Extracted text:
News reached Fort Dodge in mid-April, 1867, that Cheyennes and Sioux would probably attempt to cross the Arkansas at or near Cimarron Crossing. On April 17 Maj. Wickliffe Cooper received orders to proceed to that area with his Seventh U. S. cavalry squadron (Companies B and C); set up camp; and send out patrols to intercept and capture all Indians who crossed. At Cimarron Crossing, on the 19th, a scout discovered a few Indians skulking in the area. Lt. Matthew Berry and a detachment of 20 men went to investigate, were fired on, and returned fire. All six of the Cheyennes and Sioux fought until killed. Among the effects of one warrior was a white woman's scalp which appeared to be quite fresh. Pvt. George Wimard, of Company C, received a bullet in his thigh; and one trooper's horse received an arrow wound probably fatal. 
On April 28 Company I, 37th U. S. infantry, reported at Fort Dodge for duty.  Some of the men were sent to Cimarron ranch. William Hartwell's reminiscences state: "The stage coaches were now coming in doubled, accompanied with an escort of blue jackets, while eleven soldiers were placed at each station. This increased our force at Cimeron to twenty five men. We strengthened our fortifications, though not an Indian until the 2nd[?] of June." 
It was June 7, 1867, when the first Indian attack of the year occurred at Cimarron Crossing. Juan Montoya, of Simitar, Rio Abajo, had 33 head of mules run off by a band of Kiowas on that date. No lives were lost in the raid, which apparently occurred south of the ford. Montoya later complained that he not only got no assistance at Fort Dodge (25 miles downriver), but five of his men were hired to work there, leaving him short of teamsters. According to Major Douglass, the Mexican train was inadequately armed. On June 12, east of Fort Dodge, upwards of 160 Kiowas, headed by Satanta, got away with 71 horses of Company B, Seventh cavalry. Pvt. Joe Spillman, a herder, received arrow wounds from which he died next day. 
Major Douglass, in a June 18, 1867, letter reported:
. . . on the 16th inst. a band of Indians numbering 70, attacked the Stage Station at the Cimmaron Crossing, and at the same time attacked the portion of the train of Mr. C[harles] G. Parker, en route for the states, which was crossing the river at that point. The Indians were repulsed at the station by the Guard of 37th Inf. stationed there; the portion of the train attacked was guarded by three Americans, two of them were killed, and one escaped by swimming the river. The wagons were plundered, and eight head of mules and 20 head of Cattle were run off. Immediately on receiving intelligence of this, I despatched Lieut. [Henry M.] Karples 37th Infantry with forty men of the 37th Inf. in wagons to the station, and they covered the crossing of the balance of the train, exchanging a few shots with Indians. . . . The Indians were supposed to be Cheyennes & Sioux. [Later, Kiowas were credited with these raids.] Lieut. Karples lost one man by the accidental discharge of his rifle.

Exercise requirements:
A - For each statement, say yes or no as to whether it agrees with the Cimarron Crossing account, and quote the account's deciding words: (i) Juan Montoya had 33 head of mules run off by Kiowas; (ii) Lt. Matthew Berry went to investigate with a detachment of 40 men; (iii) Pvt. Joe Spillman died the same day he was wounded.
B - Reproduce the Cimarron Crossing account word for word, from "News reached Fort" through "wound probably fatal.".
The lines after the text have no connection to it.

Dataset records:
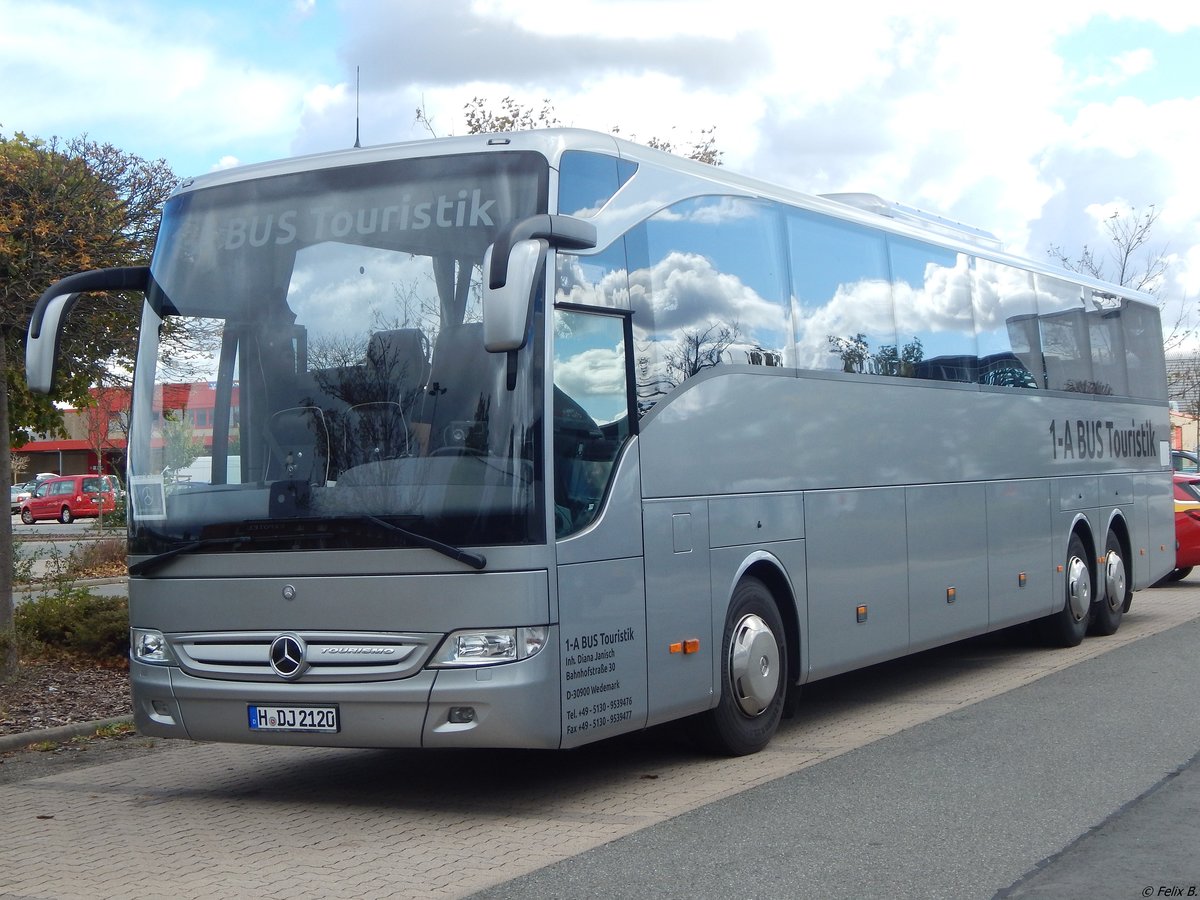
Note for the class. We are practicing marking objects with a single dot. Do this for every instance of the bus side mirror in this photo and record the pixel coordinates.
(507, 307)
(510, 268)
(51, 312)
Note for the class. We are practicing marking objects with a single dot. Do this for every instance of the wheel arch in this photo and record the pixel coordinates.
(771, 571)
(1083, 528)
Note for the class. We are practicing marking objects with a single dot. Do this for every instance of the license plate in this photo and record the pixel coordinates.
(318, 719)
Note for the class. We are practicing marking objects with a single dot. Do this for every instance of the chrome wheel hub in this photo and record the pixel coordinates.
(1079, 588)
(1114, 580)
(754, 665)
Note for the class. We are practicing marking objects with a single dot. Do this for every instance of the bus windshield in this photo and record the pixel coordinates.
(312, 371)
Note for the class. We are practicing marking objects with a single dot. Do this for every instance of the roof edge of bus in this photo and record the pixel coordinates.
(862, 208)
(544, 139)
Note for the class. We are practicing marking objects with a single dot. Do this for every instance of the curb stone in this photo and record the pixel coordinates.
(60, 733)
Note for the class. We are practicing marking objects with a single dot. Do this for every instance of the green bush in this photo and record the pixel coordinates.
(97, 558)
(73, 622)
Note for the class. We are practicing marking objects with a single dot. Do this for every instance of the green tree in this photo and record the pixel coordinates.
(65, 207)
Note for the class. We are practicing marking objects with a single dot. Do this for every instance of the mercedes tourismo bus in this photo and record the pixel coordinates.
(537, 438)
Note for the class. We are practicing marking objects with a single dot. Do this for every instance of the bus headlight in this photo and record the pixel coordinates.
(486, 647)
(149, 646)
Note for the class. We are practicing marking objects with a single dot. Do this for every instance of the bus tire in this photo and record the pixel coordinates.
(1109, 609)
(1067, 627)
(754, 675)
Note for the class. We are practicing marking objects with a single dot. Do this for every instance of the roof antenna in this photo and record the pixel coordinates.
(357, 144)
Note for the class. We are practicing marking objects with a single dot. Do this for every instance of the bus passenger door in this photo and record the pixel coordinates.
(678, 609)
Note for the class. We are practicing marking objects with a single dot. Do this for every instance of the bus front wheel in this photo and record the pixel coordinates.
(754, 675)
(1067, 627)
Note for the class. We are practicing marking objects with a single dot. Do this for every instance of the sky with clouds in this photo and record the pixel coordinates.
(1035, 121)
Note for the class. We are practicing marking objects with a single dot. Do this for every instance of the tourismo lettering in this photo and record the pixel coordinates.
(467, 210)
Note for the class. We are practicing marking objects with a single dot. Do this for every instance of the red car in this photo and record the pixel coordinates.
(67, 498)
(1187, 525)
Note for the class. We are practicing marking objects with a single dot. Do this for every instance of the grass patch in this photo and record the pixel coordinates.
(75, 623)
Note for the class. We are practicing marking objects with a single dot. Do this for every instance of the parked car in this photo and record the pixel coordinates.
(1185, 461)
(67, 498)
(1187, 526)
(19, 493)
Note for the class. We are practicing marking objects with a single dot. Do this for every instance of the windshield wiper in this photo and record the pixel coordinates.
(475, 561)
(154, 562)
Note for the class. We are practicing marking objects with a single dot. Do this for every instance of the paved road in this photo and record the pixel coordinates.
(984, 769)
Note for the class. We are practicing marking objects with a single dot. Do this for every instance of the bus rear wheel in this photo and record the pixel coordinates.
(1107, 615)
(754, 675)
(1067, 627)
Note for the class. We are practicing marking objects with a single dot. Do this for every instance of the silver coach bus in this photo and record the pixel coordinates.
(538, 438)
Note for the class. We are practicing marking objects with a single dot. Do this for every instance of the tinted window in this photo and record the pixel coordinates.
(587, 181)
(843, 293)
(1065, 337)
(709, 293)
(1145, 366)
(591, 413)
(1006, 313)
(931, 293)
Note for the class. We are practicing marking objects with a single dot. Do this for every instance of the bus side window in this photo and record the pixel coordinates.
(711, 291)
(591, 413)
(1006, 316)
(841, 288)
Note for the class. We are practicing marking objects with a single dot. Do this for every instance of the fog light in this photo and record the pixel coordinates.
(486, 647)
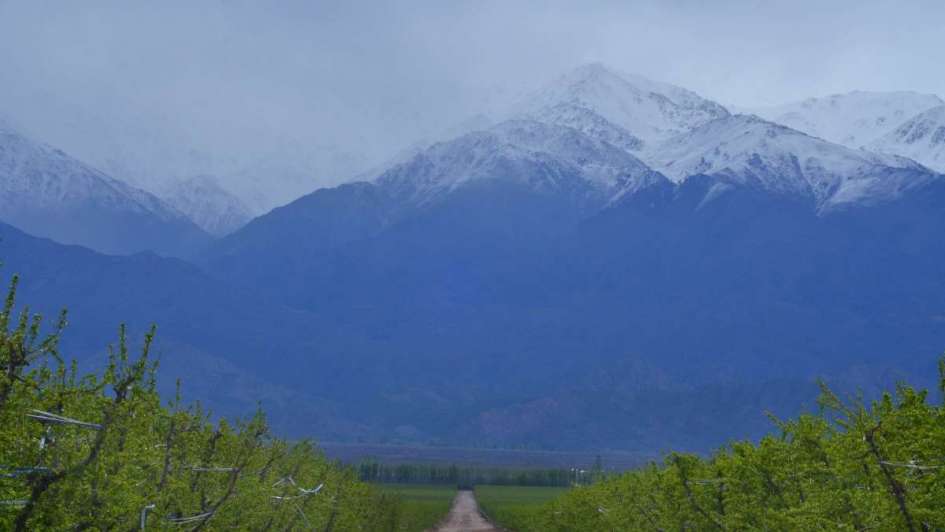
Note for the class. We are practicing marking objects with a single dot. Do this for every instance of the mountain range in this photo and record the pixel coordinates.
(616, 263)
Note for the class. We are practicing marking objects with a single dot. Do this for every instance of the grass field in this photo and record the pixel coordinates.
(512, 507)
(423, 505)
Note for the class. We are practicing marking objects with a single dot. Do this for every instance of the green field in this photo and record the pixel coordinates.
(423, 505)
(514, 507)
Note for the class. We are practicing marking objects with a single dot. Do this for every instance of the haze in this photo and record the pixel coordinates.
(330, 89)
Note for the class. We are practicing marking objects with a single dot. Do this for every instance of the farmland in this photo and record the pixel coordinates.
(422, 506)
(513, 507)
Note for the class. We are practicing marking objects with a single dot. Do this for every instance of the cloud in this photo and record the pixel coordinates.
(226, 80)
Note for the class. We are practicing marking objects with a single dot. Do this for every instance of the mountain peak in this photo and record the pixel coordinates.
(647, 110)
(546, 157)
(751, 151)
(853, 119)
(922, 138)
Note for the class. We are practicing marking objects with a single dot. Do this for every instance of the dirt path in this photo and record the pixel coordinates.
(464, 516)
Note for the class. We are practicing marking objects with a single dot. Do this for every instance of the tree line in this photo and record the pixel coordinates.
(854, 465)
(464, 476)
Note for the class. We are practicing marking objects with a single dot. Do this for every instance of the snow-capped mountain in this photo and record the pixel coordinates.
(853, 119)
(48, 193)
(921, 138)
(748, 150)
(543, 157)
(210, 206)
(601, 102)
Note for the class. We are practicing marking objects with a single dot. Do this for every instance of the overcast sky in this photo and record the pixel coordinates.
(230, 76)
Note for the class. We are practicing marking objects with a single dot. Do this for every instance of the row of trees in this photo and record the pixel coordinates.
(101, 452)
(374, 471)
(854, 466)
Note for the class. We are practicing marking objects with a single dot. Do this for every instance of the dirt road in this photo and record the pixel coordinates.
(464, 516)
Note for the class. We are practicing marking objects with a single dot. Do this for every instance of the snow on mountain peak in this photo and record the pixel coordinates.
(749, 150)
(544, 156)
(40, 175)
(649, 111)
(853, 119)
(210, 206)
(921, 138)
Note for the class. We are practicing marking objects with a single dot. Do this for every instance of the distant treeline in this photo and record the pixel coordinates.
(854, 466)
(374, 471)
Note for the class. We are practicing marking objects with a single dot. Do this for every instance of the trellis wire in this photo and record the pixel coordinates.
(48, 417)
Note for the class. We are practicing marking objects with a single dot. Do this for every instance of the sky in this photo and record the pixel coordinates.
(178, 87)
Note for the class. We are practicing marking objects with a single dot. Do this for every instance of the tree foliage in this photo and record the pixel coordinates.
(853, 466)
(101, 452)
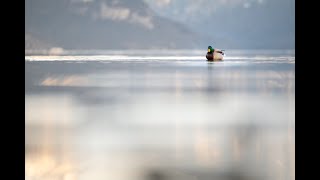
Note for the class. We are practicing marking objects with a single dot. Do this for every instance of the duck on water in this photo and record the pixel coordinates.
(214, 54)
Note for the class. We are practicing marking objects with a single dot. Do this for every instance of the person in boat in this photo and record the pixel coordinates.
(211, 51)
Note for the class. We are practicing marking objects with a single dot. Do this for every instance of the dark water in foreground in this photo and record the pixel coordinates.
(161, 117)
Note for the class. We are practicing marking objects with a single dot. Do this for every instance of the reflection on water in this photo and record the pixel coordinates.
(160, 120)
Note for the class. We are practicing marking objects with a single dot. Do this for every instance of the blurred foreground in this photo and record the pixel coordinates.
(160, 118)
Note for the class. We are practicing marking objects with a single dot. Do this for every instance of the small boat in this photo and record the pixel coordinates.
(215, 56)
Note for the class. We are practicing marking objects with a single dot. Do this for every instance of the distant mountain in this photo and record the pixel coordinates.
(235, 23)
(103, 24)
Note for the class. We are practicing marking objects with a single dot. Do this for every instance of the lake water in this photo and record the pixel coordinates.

Final answers:
A -
(i) Yes: "Juan Montoya, of Simitar, Rio Abajo, had 33 head of mules run off by a band of Kiowas on that date."
(ii) No: "Lt. Matthew Berry and a detachment of 20 men went to investigate"
(iii) No: "received arrow wounds from which he died next day."

B -
News reached Fort Dodge in mid-April, 1867, that Cheyennes and Sioux would probably attempt to cross the Arkansas at or near Cimarron Crossing. On April 17 Maj. Wickliffe Cooper received orders to proceed to that area with his Seventh U. S. cavalry squadron (Companies B and C); set up camp; and send out patrols to intercept and capture all Indians who crossed. At Cimarron Crossing, on the 19th, a scout discovered a few Indians skulking in the area. Lt. Matthew Berry and a detachment of 20 men went to investigate, were fired on, and returned fire. All six of the Cheyennes and Sioux fought until killed. Among the effects of one warrior was a white woman's scalp which appeared to be quite fresh. Pvt. George Wimard, of Company C, received a bullet in his thigh; and one trooper's horse received an arrow wound probably fatal.